Pollination is an important factor in the evolutionary adaptation of plants and animals to the respective ecosystems that are changing constantly. The characteristics of plants that we see today have taken thousands and millions of years to materialise. However, human interference is taking only a few decades to hinder this evolutionary progress. The result: plant species deprived of pollination will soon become history.

The loss of a single pollinating species can lead to the collapse of an entire ecosystem. Gary Nabhan of the Arizona Desert Museum, usa , and the main author of the study, cites the example of some Pacific Islands where the loss of flying foxes (fruit-eating bats) could lead to the extinction of mammals dependent on the fruits from trees pollinated by the bats. Documented details of some species of invertebrates and vertebrates are also available.

At least 45 species of bats are of global conservation concern, including nine species considered to be extinct in the wild, according to Nabhan. Whereas bat pollinators are endangered in Australia, Africa, North America, South and Central America, and Asia, the hardest hit are species of microchiroptera (species of bats that are smaller in size) restricted to individual islands or archipelagos. For megachiroptera (fruit bats and flying foxes), the main threats in order of importance are hunting, deforestation, introduction of exotic predators, and unpredictable environmental disturbances, such as volcanoes. The most serious threat to microchiroptera are habitat destruction or disturbance of roosting caves and mines.

Declining bat populations threaten the survival of many tropical fruit trees, the wild banana for instance. Trees like neem and eucalyptus are also threatened by the dwindling populations of bats. The threatened status of certain primates in Madagascar, Rwanda, Uganda and Zaire also threaten the biodiversity of the region. The Madagascarian lemur (a mammal similar to the monkey) is the only primate with the agility and the strength in its fingers to open the buds of the travellers' tree ( Ravenela madagascariensis ). Nabhan's study indicates that there is a great need for more research and data on invertebrate pollinators.

Ecologists from the uk warn that honeybees in Europe are also declining in number because of varrora mites. A quarter of the 250 bee species native to the uk are now classified as "rare' or "threatened'. These bees pollinate fruit crops and other wild plants. The study points out that although most pollination biologists have focused on nectar specialists such as hummingbirds and honey creepers, birds like the finch and the vireo often play important roles as secondary pollinators of many flowering plants

The effect on biodiversity will be incredible due to declining numbers of pollinators. The World Conservation Union ( iucn ) predicts a global loss of 20,000 flowering plant species within the next few decades. This will undoubtedly cause the decline of the pollinators that need them for survival.

Pollinators that are specific to certain plant groups are at a higher risk than "general-list' pollinators, which pollinate more than one plant group. The loss of specialised pollinators will lead to the reduced genetic variability in plants, resulting in a possible reduction in their evolutionary adaptability to environmental change.

Populations of many native plants and their pollinators are suffering due to habitat fragmentation and degradation. The use of herbicides to keep deforested patches open can often aggravate a change in the density of the forest cover, resulting in destruction of native plant varieties.

According to a report published in 1977, use of pesticides and the resultant destruction of pollinators caused a multi-million dollar loss in the blueberry crop in New Brunswick, usa . Alfalfa seed crop losses have been attributed to pollinator loss through the ages. Failures of cashew crops in north Borneo have been linked to the absence of pollinators after moving a particular species of cashew from its native habitat in Brazil to the tropical areas outside the Americas. Pollinator losses can also affect the quality of the harvest, besides affecting the quantity.

== Information given ==
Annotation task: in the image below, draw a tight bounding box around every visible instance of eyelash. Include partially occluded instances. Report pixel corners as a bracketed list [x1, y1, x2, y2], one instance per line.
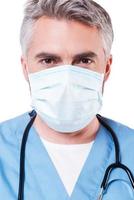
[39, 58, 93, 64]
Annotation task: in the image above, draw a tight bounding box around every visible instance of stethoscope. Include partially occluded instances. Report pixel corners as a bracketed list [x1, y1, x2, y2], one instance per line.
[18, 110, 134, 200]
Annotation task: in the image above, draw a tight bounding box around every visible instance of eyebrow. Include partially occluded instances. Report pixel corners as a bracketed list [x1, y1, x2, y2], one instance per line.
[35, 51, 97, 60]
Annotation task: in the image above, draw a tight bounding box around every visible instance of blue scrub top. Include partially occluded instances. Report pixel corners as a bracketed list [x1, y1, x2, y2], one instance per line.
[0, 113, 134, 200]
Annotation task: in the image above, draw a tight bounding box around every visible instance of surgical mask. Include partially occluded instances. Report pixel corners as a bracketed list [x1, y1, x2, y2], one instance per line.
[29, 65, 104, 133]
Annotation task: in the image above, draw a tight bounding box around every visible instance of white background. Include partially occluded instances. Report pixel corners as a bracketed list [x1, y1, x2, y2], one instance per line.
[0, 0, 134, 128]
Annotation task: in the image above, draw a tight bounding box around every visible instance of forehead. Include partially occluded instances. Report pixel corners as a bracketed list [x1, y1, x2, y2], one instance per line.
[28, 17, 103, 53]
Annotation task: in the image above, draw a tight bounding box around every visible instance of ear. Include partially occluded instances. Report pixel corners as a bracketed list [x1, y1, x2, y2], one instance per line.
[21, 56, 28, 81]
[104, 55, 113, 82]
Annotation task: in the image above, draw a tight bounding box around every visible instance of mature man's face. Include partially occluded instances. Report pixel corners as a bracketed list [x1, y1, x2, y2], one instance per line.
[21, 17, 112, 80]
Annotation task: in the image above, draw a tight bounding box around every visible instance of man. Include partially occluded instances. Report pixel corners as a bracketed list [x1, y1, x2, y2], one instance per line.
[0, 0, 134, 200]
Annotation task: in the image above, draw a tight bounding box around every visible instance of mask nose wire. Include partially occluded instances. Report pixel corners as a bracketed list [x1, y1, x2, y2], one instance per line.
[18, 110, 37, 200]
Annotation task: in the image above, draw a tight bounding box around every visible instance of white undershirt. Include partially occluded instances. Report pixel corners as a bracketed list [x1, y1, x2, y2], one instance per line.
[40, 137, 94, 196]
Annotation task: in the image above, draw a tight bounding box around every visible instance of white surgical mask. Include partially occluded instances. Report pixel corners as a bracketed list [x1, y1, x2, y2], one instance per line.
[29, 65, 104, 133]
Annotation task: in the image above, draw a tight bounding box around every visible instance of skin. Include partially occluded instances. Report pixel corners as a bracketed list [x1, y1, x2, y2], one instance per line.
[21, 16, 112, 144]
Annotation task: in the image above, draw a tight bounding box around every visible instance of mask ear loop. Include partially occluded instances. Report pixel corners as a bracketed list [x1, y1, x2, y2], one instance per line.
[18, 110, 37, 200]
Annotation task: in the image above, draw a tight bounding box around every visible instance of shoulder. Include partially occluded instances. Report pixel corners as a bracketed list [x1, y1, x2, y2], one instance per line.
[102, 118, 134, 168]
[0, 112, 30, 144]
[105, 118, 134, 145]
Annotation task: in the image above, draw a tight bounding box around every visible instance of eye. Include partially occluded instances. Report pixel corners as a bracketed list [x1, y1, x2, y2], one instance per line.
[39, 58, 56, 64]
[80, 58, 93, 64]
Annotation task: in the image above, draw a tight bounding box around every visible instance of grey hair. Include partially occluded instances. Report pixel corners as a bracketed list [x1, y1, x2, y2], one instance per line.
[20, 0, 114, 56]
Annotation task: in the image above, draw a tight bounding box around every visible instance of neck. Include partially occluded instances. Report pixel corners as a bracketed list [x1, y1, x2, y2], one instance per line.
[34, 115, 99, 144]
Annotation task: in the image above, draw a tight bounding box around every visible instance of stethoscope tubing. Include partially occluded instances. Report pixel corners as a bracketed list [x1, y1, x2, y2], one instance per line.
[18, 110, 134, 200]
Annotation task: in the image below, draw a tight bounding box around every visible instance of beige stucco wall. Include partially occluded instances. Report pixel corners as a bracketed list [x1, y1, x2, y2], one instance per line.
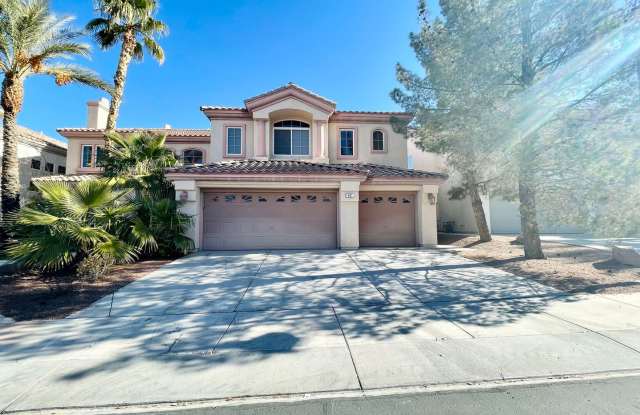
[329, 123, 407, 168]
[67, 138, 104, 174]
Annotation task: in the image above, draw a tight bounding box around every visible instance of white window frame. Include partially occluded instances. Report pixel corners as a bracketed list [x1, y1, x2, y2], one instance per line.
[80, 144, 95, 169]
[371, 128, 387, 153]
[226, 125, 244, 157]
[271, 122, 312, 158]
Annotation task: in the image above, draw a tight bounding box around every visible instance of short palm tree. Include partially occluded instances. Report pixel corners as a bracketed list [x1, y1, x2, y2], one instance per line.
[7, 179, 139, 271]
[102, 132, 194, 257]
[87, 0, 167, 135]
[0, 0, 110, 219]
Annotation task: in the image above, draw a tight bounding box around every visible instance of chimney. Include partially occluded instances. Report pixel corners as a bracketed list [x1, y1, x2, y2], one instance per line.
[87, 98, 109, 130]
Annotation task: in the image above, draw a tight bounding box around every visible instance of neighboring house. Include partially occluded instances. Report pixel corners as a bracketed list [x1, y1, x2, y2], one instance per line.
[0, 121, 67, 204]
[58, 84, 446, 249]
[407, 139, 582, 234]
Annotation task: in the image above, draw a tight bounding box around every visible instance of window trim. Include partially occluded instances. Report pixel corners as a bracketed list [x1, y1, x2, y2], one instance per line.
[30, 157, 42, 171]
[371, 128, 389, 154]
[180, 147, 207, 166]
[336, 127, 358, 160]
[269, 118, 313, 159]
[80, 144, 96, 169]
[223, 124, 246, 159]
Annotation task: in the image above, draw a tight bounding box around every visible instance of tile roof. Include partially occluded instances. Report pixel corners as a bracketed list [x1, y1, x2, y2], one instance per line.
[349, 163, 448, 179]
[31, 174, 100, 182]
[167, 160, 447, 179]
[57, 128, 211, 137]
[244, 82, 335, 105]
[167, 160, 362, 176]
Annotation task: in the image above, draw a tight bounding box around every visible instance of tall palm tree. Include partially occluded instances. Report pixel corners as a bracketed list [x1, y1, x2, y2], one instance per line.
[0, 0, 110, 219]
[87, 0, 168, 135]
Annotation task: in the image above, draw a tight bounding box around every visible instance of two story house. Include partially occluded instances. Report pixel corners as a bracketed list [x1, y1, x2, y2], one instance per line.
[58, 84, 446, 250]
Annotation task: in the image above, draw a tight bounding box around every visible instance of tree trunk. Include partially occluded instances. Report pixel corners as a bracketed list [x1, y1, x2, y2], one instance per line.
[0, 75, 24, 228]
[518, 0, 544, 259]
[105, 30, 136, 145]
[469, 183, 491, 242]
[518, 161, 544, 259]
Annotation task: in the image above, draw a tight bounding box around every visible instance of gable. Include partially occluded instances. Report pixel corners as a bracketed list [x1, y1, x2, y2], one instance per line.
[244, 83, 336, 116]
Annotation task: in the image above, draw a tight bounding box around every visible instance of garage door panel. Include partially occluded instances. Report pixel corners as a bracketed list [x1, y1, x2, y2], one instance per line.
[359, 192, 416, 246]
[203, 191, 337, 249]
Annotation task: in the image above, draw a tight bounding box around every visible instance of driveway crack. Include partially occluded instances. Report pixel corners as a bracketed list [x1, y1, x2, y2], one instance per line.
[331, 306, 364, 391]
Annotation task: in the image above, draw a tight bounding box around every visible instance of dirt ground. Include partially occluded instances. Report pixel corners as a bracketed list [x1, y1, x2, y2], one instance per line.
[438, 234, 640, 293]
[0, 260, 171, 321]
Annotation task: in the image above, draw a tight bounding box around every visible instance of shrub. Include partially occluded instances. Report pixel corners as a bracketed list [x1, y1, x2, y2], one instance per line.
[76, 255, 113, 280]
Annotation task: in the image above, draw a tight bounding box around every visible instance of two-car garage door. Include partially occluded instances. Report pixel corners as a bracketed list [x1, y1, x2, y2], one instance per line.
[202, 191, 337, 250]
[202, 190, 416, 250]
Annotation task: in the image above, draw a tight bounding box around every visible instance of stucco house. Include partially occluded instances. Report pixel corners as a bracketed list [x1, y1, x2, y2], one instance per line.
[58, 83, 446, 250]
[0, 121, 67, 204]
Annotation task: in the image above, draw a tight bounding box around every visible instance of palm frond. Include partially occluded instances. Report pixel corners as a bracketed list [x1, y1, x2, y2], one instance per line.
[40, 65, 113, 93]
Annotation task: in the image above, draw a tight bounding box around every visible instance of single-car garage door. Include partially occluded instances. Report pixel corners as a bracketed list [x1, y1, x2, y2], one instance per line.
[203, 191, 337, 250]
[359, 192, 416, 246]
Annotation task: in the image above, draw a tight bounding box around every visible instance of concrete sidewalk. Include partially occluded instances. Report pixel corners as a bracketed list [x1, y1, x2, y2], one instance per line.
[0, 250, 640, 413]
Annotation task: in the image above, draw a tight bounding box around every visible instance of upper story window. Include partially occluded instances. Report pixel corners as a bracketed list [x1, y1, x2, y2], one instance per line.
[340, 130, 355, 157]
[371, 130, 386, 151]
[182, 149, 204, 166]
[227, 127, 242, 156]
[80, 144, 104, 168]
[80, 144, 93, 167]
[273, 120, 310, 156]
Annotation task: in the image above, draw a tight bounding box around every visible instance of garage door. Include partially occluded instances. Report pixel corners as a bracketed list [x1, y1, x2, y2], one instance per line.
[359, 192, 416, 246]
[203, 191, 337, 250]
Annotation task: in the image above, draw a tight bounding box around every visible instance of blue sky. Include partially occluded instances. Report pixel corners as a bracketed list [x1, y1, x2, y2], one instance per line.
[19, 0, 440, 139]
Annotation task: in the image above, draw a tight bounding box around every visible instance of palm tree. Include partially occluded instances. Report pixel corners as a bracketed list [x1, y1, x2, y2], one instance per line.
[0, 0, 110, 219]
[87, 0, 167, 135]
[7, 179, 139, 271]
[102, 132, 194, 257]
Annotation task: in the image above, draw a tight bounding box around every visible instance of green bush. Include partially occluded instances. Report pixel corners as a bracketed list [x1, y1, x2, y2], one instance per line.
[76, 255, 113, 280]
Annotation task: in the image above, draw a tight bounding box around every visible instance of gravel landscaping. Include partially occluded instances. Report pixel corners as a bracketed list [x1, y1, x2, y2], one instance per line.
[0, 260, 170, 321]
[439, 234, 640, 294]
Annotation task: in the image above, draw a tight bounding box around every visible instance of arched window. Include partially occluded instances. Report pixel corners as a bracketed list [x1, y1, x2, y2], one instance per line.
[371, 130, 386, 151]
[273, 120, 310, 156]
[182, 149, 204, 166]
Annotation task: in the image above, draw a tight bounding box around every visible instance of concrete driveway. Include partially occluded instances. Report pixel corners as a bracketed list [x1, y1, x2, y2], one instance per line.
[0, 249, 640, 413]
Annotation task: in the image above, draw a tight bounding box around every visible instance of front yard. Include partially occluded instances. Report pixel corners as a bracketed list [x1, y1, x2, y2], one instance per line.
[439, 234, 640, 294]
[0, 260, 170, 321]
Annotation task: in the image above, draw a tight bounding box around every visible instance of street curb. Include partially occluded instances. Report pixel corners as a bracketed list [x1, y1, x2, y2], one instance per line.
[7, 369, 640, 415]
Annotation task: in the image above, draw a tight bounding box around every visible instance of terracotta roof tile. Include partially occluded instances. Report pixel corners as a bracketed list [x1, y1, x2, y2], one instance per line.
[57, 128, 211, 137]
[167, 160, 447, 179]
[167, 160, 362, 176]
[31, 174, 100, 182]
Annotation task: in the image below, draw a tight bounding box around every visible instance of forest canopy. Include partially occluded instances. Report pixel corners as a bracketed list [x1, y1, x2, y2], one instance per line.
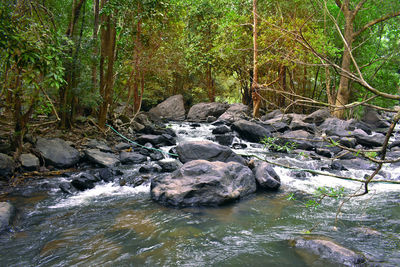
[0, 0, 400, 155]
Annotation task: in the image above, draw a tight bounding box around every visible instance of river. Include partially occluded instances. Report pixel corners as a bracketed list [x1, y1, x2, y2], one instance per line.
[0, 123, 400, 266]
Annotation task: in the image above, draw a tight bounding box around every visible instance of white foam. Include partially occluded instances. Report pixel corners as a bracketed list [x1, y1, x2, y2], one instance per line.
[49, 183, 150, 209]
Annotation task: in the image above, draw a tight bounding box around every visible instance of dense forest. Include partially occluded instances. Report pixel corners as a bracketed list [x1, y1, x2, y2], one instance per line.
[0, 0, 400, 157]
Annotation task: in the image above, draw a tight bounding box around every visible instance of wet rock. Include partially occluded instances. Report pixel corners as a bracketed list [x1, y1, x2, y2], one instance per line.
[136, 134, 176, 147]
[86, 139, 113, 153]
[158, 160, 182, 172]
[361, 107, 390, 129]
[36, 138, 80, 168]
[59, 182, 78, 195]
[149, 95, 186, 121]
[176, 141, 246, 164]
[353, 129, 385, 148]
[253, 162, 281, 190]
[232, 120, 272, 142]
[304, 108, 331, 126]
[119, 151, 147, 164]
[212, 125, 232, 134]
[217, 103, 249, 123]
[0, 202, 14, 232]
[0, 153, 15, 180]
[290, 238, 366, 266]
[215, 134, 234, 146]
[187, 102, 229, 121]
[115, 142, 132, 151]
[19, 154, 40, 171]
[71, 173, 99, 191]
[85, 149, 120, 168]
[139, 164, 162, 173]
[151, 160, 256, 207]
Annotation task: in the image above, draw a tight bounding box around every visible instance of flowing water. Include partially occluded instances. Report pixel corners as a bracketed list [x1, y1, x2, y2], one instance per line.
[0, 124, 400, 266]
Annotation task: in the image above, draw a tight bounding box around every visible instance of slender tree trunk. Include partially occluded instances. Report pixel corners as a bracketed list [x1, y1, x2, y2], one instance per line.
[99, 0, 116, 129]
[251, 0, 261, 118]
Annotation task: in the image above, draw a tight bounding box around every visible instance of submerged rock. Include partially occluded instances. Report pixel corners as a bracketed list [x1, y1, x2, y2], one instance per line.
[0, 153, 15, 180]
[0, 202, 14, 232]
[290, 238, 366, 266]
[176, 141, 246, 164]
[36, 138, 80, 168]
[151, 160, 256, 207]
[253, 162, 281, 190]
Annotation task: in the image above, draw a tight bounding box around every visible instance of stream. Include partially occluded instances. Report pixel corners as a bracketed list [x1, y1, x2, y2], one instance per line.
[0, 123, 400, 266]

== Task directions ==
Write out the article on pollinator decline word for word from "At least 45" to "caves and mines.". You can disregard the items.

== Your response ==
At least 45 species of bats are of global conservation concern, including nine species considered to be extinct in the wild, according to Nabhan. Whereas bat pollinators are endangered in Australia, Africa, North America, South and Central America, and Asia, the hardest hit are species of microchiroptera (species of bats that are smaller in size) restricted to individual islands or archipelagos. For megachiroptera (fruit bats and flying foxes), the main threats in order of importance are hunting, deforestation, introduction of exotic predators, and unpredictable environmental disturbances, such as volcanoes. The most serious threat to microchiroptera are habitat destruction or disturbance of roosting caves and mines.